Written task: Report, in full, each line below that contains the string "wall". Only matches with the same capitalization count.

Excerpted data:
────

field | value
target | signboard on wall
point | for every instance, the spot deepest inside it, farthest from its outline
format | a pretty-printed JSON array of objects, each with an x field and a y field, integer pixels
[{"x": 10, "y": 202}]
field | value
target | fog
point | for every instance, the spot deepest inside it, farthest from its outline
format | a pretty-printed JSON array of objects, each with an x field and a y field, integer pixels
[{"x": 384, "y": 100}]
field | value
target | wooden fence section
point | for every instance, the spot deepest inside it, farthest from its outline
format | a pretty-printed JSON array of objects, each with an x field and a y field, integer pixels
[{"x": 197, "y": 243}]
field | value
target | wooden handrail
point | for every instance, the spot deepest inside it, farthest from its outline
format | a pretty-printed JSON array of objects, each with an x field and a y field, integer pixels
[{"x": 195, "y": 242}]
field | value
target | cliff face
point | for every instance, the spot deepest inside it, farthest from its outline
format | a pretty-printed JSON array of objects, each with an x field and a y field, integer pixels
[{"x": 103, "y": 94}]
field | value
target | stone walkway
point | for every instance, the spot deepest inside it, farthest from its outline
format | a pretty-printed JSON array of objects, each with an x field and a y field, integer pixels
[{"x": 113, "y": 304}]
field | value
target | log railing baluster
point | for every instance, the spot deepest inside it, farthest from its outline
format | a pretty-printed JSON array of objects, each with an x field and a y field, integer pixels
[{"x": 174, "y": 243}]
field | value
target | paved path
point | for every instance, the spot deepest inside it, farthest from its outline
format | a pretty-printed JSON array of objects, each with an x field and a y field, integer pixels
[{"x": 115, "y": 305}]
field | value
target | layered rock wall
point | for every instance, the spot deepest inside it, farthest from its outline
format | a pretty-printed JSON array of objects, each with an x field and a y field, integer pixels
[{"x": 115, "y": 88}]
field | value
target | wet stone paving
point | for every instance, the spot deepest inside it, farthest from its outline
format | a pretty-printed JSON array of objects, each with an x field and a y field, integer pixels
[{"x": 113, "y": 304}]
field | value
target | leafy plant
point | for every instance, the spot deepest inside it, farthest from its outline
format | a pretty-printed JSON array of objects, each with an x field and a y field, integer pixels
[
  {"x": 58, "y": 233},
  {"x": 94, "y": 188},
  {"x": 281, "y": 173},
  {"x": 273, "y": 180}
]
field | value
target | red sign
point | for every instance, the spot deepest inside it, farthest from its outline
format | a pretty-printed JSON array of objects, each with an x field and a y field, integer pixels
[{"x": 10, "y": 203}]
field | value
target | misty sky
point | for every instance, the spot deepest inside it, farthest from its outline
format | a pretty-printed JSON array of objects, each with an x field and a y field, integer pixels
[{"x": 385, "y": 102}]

────

Result for this task:
target | signboard on wall
target | layered rock wall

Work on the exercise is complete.